# CAtchy / funny sayings ^^ post em up ^^



## Aquaman (Apr 21, 2010)

Here is my favorite one. My Dad used to tell me this one all the time.

" Life is like a roll of toilet paper 
the closer you get to the end 
the faster it goes. " So true ....unfortunatly .

and yet another ....You can't buy love, but you can pay heavily for it

Come on now I am sure there are some favorites out there.
Post em up


----------



## charles (Apr 21, 2010)

"happy wife, happy life."


----------



## charles (Apr 21, 2010)

and this is my favorite: "a bad day of fishing is better than a good day of work."


----------



## FatKid (Jun 25, 2010)

oh I got one for this thread... my favorite.

"Don't sweat the petty things, pet the sweaty things!"


----------



## snow (Apr 21, 2010)

Silence is golden but duck tape is silver.


----------



## gmachine19 (Apr 21, 2010)

The biggest fish is always the one that got away


----------



## gmachine19 (Apr 21, 2010)

From one of the greatest person I know

You tried your best and you failed miserably. The lesson is 'never try'.
Homer Simpson


----------



## TomC (Apr 21, 2010)

-
The only kind of dignity which is genuine is that which is not diminished by the indifference of others. 
Dag Hammarskogjold (1905 - 1961) 
-
The cure for boredom is curiosity. There is no cure for curiosity. 
Dorothy Parker, (attriibuted)
-
To be loved for what one is, is the greatest exception. The great majority love in others only what they lend him, for their own selves, their version of him. (Johann Wolfgang von Goethe)
-
How does love come?

________________________________________

• [Required tasks]:
A) In the forum thread of favorite sayings, what did Aquaman's dad say life is like?
B) Resume the forum thread of favorite sayings, going on from its last line.

A run of data
________________________________________

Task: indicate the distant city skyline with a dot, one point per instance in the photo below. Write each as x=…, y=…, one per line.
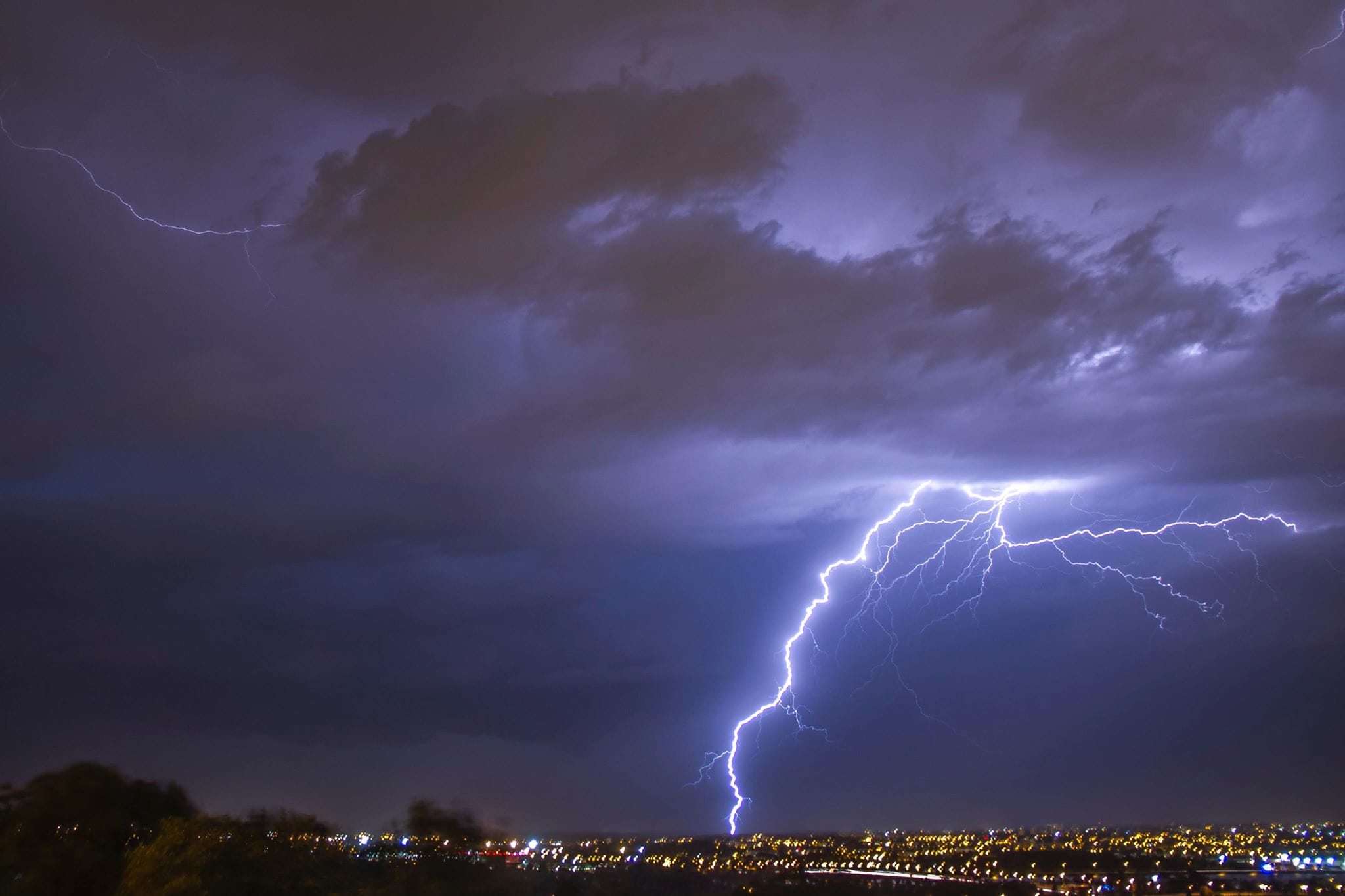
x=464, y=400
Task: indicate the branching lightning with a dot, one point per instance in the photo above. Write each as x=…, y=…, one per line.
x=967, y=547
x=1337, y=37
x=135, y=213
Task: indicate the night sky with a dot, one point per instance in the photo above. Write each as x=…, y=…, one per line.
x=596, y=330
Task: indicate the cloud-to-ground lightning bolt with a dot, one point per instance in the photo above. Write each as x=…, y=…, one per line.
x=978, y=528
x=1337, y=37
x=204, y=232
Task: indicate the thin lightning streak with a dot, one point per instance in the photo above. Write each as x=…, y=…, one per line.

________________________________________

• [Responses for each task]:
A) A roll of toilet paper.

B)
It comes unsought – unsent. 
How does love go? / It was not love that went.
(unknown)
-


----------



## jkcichlid (Apr 21, 2010)

If you tell the truth you don't have to remember anything. (Mark Twain)

You can't have everything....where would you put it?


----------



## Johnnyfishtanks (Apr 21, 2010)

charles said:


> and this is my favorite: "a bad day of fishing is better than a good day of work."


the best................................


----------



## Johnnyfishtanks (Apr 21, 2010)

#
The band "the rolling stones" was supposed to be the sitting stones,until chuck norris came along


----------



## Johnnyfishtanks (Apr 21, 2010)

#
here is no theory of evolution. Just a list of animals Chuck Norris allows to live.


----------



## Aquaman (Apr 21, 2010)

A farting Horse never tires 
A farting mans the one to hire ... no really.LOL .


----------



## JUICE (Jan 4, 2020)

if you aint right .. then you wrong [email protected]! 

if you aint first ... then you last [email protected]!


----------



## SeaHorse_Fanatic (Apr 22, 2010)

Rule #1: I am always RIGHT!

Rule #2: When I am wrong, see Rule #1! 

Fool me once, shame on you.
Fool me twice, shame on me.

A bird in the hand is worth 2 in the bush.

Or:

A bird in the hand is worth 2 paper towels and some soap

Guns don't kill people, people kill people.

You never need a gun until you need one BADLY!

There are NO atheists in a foxhole.


----------



## BullDog (Apr 21, 2010)

Found this one recently:
tea leaves
tea loves
loves tea
lives tea
leaves tea?
never.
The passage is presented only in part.